Text passage
The stats19 package supports two engines for reading
and filtering data: readr (the default) and
duckdb. The duckdb engine is particularly
useful for working with large datasets, as it can filter data at the
database level before loading it into R, significantly reducing memory
usage and processing time.
This vignette demonstrates that the two engines produce equivalent results.
We will use the 2024 collision data to compare the two engines.
# Read with readr (default)
col_readr = get_stats19(year = 2024, type = "collision", engine = "readr", silent = TRUE)
# Read with duckdb
col_duckdb = get_stats19(year = 2024, type = "collision", engine = "duckdb", silent = TRUE)Both engines should return the same number of records and the same number of fatal collisions.
We can use the waldo package to check for any
differences between the first 10 records.
if (requireNamespace("waldo", quietly = TRUE)) {
waldo::compare(head(col_readr, 10), head(col_duckdb, 10))
}
#> `old$enhanced_severity_collision` is a double vector (3, 3, NA, 6, 7, ...)
#> `new$enhanced_severity_collision` is a character vector ('3', '3', NA, '6', '7', ...)
#>
#> `old$collision_adjusted_severity_serious` is a double vector (0, 0, 0.0147426895360595, 1, 1, ...)
#> `new$collision_adjusted_severity_serious` is a character vector ('0', '0', '0.0147426895360595', '1', '1', ...)
#>
#> `old$collision_adjusted_severity_slight` is a double vector (1, 1, 0.98525731046394, 0, 0, ...)
#> `new$collision_adjusted_severity_slight` is a character vector ('1', '1', '0.98525731046394', '0', '0', ...)When working with the full historical dataset (from 1979 onwards),
the duckdb engine is highly recommended. The following code
demonstrates how to use the duckdb engine with a
where clause to filter the data efficiently.
# This chunk is not evaluated because it requires downloading ~1.5GB of data
# and can take several minutes to run with the readr engine.
# Download and read all collisions since 1979, but only keep those with speed_limit = 30
crashes_30mph = get_stats19(year = 1979, type = "collision",
engine = "duckdb",
where = "speed_limit = 30")The duckdb engine can be more than 50 times faster than
the readr engine when performing such filtered reads on
large files.

Supplied records
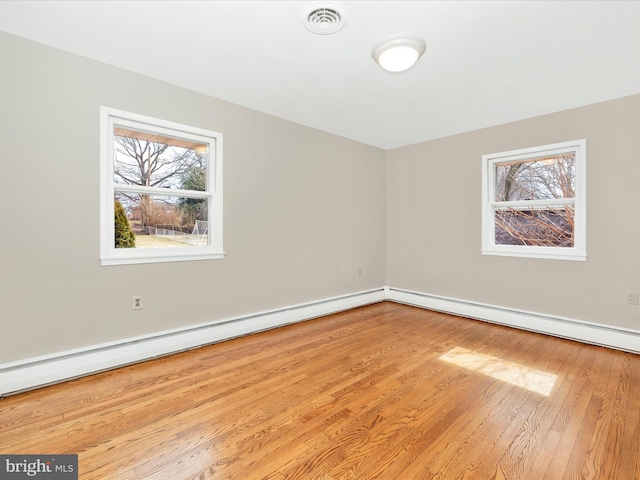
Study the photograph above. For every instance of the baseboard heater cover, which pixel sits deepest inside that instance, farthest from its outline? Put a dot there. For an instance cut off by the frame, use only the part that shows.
(586, 332)
(45, 370)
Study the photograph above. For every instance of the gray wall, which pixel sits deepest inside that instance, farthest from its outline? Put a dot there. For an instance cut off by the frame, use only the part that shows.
(303, 210)
(434, 218)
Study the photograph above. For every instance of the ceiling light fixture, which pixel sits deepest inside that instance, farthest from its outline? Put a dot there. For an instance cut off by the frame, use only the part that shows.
(398, 53)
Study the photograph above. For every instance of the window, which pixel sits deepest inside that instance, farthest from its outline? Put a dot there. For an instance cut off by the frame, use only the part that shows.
(534, 202)
(161, 190)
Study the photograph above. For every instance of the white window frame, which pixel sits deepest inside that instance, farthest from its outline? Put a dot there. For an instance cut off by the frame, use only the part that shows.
(109, 255)
(489, 204)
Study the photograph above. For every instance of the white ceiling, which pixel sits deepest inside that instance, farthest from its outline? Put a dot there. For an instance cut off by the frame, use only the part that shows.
(487, 62)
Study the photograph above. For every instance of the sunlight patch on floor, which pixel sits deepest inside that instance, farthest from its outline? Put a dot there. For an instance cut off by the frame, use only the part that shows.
(514, 373)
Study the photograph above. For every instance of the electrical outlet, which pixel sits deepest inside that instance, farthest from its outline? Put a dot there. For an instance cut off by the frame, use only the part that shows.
(137, 302)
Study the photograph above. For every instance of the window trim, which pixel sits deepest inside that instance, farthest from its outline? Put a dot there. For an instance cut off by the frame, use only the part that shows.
(109, 255)
(579, 249)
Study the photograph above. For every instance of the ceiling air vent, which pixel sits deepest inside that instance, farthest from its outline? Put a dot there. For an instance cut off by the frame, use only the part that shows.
(324, 18)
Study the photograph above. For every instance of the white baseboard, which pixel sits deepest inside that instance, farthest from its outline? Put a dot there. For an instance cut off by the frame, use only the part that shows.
(39, 371)
(36, 372)
(586, 332)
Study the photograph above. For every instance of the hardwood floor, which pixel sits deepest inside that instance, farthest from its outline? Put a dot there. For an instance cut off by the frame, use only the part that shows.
(386, 391)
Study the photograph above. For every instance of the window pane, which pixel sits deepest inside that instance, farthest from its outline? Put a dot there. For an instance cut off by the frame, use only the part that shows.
(543, 227)
(160, 221)
(536, 179)
(146, 159)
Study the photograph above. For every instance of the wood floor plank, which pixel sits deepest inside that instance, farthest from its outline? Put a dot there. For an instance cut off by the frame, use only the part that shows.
(371, 393)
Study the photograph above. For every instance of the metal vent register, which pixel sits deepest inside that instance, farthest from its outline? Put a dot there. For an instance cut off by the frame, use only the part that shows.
(324, 18)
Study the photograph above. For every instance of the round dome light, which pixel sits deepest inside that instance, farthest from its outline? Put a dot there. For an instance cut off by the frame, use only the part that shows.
(398, 53)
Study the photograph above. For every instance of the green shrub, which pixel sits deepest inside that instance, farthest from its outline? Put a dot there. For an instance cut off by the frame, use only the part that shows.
(124, 237)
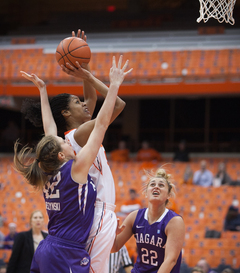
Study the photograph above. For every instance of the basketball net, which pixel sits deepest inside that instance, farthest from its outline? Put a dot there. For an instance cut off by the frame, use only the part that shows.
(222, 10)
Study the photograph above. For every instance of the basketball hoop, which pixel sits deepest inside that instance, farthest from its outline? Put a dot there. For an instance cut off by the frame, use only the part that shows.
(222, 10)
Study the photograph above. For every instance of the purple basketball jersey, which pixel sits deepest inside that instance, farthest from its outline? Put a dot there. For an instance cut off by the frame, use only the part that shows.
(151, 240)
(70, 205)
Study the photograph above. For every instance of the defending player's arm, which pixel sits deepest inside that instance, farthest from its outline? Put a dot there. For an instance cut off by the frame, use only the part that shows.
(89, 152)
(87, 76)
(49, 124)
(90, 83)
(174, 244)
(126, 233)
(82, 133)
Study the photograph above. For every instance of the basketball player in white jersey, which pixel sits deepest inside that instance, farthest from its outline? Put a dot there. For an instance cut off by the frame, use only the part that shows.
(74, 118)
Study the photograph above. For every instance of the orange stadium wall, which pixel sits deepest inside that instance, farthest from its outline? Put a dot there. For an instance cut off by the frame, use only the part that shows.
(133, 90)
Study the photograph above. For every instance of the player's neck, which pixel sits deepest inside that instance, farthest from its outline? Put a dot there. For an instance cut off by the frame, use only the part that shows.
(155, 212)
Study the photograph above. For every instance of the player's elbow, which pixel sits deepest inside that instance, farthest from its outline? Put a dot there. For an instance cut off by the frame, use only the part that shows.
(119, 106)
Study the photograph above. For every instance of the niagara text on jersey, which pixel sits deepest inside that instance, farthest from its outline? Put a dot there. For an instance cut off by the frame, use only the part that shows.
(151, 241)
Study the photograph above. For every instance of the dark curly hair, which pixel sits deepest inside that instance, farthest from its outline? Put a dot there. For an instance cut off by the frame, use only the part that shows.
(32, 111)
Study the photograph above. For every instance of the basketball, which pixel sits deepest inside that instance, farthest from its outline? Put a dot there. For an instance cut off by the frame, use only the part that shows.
(73, 49)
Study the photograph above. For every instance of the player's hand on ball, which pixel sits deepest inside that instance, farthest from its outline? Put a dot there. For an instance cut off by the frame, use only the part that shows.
(117, 74)
(34, 78)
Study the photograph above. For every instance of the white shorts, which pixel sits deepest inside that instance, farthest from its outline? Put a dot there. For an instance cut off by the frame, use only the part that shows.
(101, 237)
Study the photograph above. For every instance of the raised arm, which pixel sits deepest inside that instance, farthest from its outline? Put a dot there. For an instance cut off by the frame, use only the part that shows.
(126, 234)
(90, 83)
(87, 154)
(49, 124)
(89, 92)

Exercise aim
Quote the stats19 vignette from "We can use the" to "0.98525731046394, 0, 0, ...)". The lines above come from a source separate from the stats19 vignette.

Finished task
We can use the waldo package to check for any
differences between the first 10 records.
if (requireNamespace("waldo", quietly = TRUE)) {
waldo::compare(head(col_readr, 10), head(col_duckdb, 10))
}
#> `old$enhanced_severity_collision` is a double vector (3, 3, NA, 6, 7, ...)
#> `new$enhanced_severity_collision` is a character vector ('3', '3', NA, '6', '7', ...)
#>
#> `old$collision_adjusted_severity_serious` is a double vector (0, 0, 0.0147426895360595, 1, 1, ...)
#> `new$collision_adjusted_severity_serious` is a character vector ('0', '0', '0.0147426895360595', '1', '1', ...)
#>
#> `old$collision_adjusted_severity_slight` is a double vector (1, 1, 0.98525731046394, 0, 0, ...)